§ **GOAL OF THE EXERCISE**:
Answer these questions from the abstract below.
(a) Across which kinds of brain regions were neuronal populations recorded as the mice self-initiated actions?
(b) On which system will the closed-loop optogenetic perturbation focus?
(c) Which feature of Parkinson's disease does the abstract name?

§ **EXCERPT PROVIDED**:

Event:

Deciding when to act in the absence of external cues is essential for exploration, learning, and survival. Yet, the neural mechanisms underlying such decisions remain controversial, with current views favoring either deterministic or stochastic underpinnings. We simultaneously recorded from large neuronal populations across cortical, thalamic, pallidal, and cerebellar regions as mice self-initiated voluntary actions. We found that action onset timing is predictable seconds in advance, reflecting a prominent brain-wide deterministic drive. Computational modeling further revealed that this drive acts in concert with within-trial noise to time self-initiated actions. This synergy is observed brain-wide, suggesting a distributed decision-making process rather than a hierarchical, modular one.
Building upon these results, my proposed research program aims to uncover the canonical mechanisms of self-generated decisions across spatiotemporal scales. First, moving beyond correlational observations, I will present a closed-loop system for real-time optogenetic perturbation to causally dissect the decision process, focusing on the basal forebrain cholinergic system. Second, extending our approach to the spatial domain, we will then investigate the neural dynamics governing self-generated spatial choices. Finally, I will highlight how contrasting self-initiated and cue-guided actions through a behavioral paradigm I developed could offer a new entry point to mechanistically understand an intriguing feature of Parkinson’s disease: paradoxical akinesia. Ultimately, revealing the neural mechanisms of self-generated spatiotemporal decisions will shed light on the classic exploration-exploitation dilemma underlying agency: how subjects transition between exploratory unpredictability and optimal exploitation.

§ **MATERIAL SHOWN**:

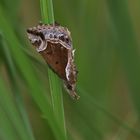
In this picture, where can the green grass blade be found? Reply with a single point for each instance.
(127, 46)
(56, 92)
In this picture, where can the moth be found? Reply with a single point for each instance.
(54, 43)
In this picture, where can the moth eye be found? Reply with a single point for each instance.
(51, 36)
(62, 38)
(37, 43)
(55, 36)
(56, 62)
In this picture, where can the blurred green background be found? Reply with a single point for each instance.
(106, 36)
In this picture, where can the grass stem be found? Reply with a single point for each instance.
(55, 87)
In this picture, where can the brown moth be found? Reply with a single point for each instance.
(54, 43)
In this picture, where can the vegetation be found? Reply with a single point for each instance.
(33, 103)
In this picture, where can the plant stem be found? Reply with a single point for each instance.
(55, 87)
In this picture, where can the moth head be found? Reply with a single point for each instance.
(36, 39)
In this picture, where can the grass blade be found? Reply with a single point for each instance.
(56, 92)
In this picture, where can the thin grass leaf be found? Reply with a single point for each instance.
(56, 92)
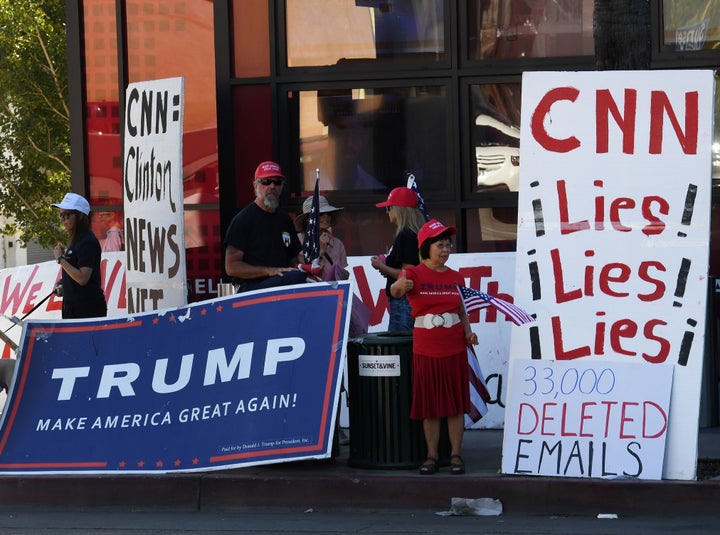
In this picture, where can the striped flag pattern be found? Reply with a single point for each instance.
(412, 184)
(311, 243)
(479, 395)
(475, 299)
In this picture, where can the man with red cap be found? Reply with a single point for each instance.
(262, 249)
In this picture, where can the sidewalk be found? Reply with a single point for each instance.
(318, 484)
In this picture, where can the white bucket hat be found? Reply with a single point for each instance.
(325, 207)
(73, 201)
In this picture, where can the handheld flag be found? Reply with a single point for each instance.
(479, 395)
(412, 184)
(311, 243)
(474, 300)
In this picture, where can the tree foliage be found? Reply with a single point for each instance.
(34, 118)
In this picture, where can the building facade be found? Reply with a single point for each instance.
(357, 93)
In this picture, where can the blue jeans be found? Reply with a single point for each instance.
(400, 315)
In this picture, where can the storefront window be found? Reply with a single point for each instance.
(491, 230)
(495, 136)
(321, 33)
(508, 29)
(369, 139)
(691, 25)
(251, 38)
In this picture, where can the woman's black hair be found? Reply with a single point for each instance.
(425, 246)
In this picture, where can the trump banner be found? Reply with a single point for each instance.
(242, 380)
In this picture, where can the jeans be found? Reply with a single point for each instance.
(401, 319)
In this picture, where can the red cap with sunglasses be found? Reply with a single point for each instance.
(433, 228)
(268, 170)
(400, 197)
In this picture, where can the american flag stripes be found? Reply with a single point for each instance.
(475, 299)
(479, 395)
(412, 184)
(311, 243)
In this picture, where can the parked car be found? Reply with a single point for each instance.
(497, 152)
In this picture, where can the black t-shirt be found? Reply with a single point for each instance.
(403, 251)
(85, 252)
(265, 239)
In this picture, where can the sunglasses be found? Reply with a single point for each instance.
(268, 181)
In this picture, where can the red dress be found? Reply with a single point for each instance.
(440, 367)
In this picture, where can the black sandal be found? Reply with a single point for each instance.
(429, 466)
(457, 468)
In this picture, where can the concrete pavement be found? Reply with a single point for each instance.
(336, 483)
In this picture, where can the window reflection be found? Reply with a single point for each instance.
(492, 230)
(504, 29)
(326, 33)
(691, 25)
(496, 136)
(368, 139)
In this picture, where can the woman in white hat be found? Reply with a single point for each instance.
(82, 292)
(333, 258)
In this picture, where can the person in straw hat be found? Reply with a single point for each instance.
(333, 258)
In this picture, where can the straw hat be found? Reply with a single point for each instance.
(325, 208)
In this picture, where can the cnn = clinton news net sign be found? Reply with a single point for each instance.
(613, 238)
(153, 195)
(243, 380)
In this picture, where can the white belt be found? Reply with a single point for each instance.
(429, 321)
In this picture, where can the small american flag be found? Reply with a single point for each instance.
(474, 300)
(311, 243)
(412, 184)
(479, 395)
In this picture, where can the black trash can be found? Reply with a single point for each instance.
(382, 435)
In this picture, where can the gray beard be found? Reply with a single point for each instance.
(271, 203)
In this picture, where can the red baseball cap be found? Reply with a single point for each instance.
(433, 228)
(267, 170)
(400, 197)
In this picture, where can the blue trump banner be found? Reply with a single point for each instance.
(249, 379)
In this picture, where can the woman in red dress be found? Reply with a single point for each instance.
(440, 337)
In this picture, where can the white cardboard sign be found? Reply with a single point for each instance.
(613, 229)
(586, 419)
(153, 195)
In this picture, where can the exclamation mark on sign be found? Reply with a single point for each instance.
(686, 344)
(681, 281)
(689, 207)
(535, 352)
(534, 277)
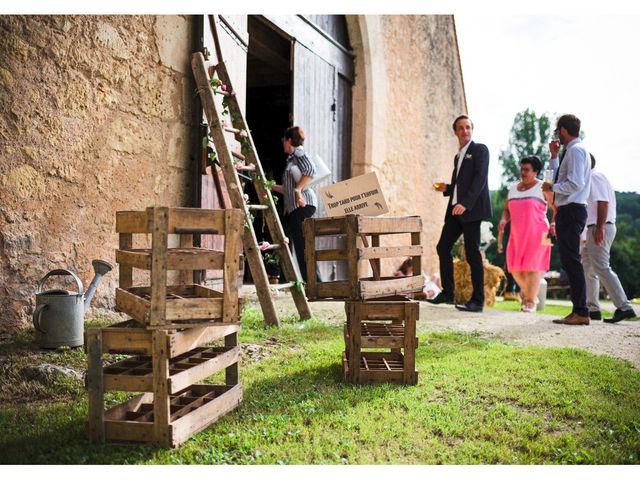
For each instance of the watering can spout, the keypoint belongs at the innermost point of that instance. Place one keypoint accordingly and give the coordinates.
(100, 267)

§ **EXERCISE OUTPUT**:
(a) Cortical, thalamic, pallidal, and cerebellar regions.
(b) The basal forebrain cholinergic system.
(c) Paradoxical akinesia.